ABOUT THIS EXERCISE >>
Beginning at the line with "Put one marker on each instance of the tree", output each line to the end of the listing below exactly, please.

DATA FOR PROCESSING >>
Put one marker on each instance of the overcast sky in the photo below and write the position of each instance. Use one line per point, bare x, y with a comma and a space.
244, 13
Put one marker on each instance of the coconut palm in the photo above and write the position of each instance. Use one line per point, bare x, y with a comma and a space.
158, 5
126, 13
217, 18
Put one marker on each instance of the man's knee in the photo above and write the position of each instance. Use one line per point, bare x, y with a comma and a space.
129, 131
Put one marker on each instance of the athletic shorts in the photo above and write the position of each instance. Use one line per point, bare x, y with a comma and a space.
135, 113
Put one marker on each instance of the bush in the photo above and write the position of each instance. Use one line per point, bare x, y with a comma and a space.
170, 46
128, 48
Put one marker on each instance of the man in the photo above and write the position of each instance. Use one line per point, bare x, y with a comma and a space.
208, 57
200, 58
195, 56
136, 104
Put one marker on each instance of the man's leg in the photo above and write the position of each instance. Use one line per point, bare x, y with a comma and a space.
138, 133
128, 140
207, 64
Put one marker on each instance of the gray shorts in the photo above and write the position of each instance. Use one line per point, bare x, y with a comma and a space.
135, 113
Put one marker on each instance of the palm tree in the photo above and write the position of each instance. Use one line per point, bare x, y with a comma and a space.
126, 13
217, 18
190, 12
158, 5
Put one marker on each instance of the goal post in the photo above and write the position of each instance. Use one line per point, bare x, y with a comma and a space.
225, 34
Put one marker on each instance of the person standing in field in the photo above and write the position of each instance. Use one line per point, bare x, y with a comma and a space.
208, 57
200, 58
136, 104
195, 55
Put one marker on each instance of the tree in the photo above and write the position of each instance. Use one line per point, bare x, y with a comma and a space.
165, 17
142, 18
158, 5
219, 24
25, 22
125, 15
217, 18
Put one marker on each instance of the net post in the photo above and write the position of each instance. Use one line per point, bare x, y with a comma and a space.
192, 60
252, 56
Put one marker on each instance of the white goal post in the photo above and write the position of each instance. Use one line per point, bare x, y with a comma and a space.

YOUR RESPONSE >>
Put one marker on each instance of the tree in the photo above and write the position of each instance. Use one line per point, bare x, y with a comma and a space.
165, 17
142, 18
158, 5
219, 24
25, 22
125, 15
217, 18
Put one marker on each instance of the net post in the photo above and write the position of each instance. Use one line per point, bare x, y with a comma and a space.
192, 60
252, 56
Put one marker on each instance of the white goal post in the photo above and write the position of each instance. Use one line per point, bare x, y with a comma and a space.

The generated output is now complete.